==== Provided passage

Chennai, Dec. 15: A world class centre for non-destructive evaluation of materials going into the building of next generation nuclear power reactors and light water reactors will soon come up at the Indian Institute of Technology, Madras.
The department of atomic energy has sanctioned Rs 5 crore for the project, senior nuclear scientists said today. US-based Krishnan Balasubramaniam will head the centre, which would help check out the “probability of failure” of components required to set up the reactors.
S.B. Bhoje, director of the Indira Gandhi Centre for Atomic Research, Kalpakkam, and Baldev Raj, director of its materials, chemical and reprocessing group, said a three-day global meet — titled “Nuclear Fuel Cycle Technologies: Closing the Fuel Cycle” — would kick off at Kalpakkam on Wednesday. The President is scheduled to open the conference.
Bhoje said the atomic energy department had also sanctioned Rs 30 crore to set up a “seismic shake-table” at the Structural Engineering Research Centre, a laboratory of the Centre for Scientific and Industrial Research. This facility — due to become operational in 10 months — will simulate earthquake conditions to test the resilience of materials and designs going into construction of vital buildings.
In the run-up to the Kalpakkam conclave, a preliminary conference — titled “Materials and Technologies for Nuclear Fuel Cycle” — was held here today. Bhoje said the subject had acquired sudden urgency as India was going ahead with construction of fast breeder reactors to meet growing electricity demands.

========

• Questions to answer
1) Please repeat the nuclear research report starting at "Bhoje said the atomic" and ending at "of vital buildings.", swapping "10 months" for "12 months".
2) According to the nuclear research report, who will head the non-destructive evaluation centre at IIT Madras?

==== Supplied data

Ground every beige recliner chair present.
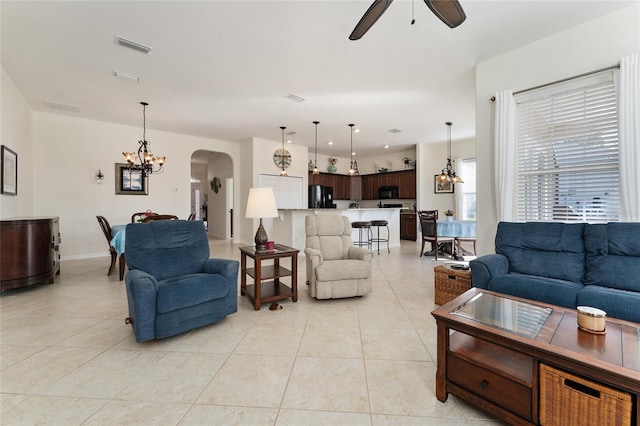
[304,214,373,299]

========

• Problem solutions
1)
Bhoje said the atomic energy department had also sanctioned Rs 30 crore to set up a “seismic shake-table” at the Structural Engineering Research Centre, a laboratory of the Centre for Scientific and Industrial Research. This facility — due to become operational in 12 months — will simulate earthquake conditions to test the resilience of materials and designs going into construction of vital buildings.

2) Krishnan Balasubramaniam